= Linda S. Hirst =

British and American physicist

Linda Susan Hirst (also published as Linda Susan Matkin) is a British and American condensed matter physicist whose research concerns liquid crystals, soft matter, active matter, and the physical behavior of biological structures at the subcellular level. She is a professor of physics at the University of California, Merced.

==Education and career==
Hirst is originally from Liverpool. She received both a bachelor's degree with first-class honours in 1998 and a Ph.D. in physics from the University of Manchester, completing her Ph.D. in 2001 with a dissertation on liquid crystals.

After postdoctoral research at the University of California, Santa Barbara, she joined the Florida State University faculty before moving to her present position at UC Merced in 2008.
===
- _Problems to work on_:
A. In the article on Linda S. Hirst, reproduce the passage from "British and American physicist" up to and including "on liquid crystals.", substituting "scientist" for "physicist".
B. Continue the biographical article on Linda S. Hirst from its final sentence.
===
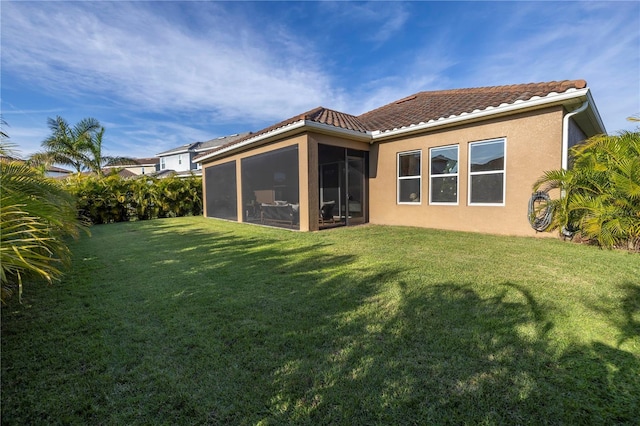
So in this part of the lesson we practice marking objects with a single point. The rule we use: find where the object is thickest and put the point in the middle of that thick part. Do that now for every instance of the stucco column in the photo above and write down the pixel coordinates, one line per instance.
(309, 185)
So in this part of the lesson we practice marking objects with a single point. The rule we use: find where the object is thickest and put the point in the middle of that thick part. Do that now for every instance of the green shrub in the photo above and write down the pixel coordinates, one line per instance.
(114, 199)
(601, 192)
(36, 215)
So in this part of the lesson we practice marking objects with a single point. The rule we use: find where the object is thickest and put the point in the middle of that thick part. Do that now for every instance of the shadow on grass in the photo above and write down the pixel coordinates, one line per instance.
(231, 328)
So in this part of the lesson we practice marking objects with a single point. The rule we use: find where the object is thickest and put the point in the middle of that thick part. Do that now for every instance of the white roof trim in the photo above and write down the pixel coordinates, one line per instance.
(535, 101)
(504, 108)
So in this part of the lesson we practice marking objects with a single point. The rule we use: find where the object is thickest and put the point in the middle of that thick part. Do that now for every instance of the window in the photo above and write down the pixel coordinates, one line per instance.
(409, 177)
(221, 195)
(444, 175)
(487, 172)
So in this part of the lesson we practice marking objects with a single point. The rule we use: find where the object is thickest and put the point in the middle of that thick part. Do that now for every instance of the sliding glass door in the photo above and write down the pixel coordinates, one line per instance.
(343, 190)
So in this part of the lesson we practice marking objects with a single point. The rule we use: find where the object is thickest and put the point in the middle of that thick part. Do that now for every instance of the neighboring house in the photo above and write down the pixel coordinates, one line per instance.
(50, 171)
(180, 159)
(57, 172)
(463, 159)
(142, 166)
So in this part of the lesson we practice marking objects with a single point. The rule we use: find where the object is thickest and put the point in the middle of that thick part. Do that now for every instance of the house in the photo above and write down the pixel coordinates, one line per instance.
(141, 166)
(49, 170)
(180, 159)
(462, 159)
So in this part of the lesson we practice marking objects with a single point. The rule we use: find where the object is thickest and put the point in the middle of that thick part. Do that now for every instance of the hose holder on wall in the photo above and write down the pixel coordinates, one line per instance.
(540, 211)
===
- _Answers by item_:
A.
British and American scientist

Linda Susan Hirst (also published as Linda Susan Matkin) is a British and American condensed matter scientist whose research concerns liquid crystals, soft matter, active matter, and the physical behavior of biological structures at the subcellular level. She is a professor of physics at the University of California, Merced.

==Education and career==
Hirst is originally from Liverpool. She received both a bachelor's degree with first-class honours in 1998 and a Ph.D. in physics from the University of Manchester, completing her Ph.D. in 2001 with a dissertation on liquid crystals.

B.
==Textbook==
Hirst is the author of the textbook Fundamentals of Soft Matter Science (CRC Press, 2013; 2nd ed., 2020).

==Recognition==
Hirst was the 2019 recipient of the Hilsum Medal of the British Liquid Crystal Society. She was elected in 2021 as a Fellow of the American Physical Society (APS), after a nomination from the APS Division of Soft Matter, "for fundamental experimental studies of the phases and dynamics of synthetic, biological, and biologically inspired membranes and liquid crystal materials".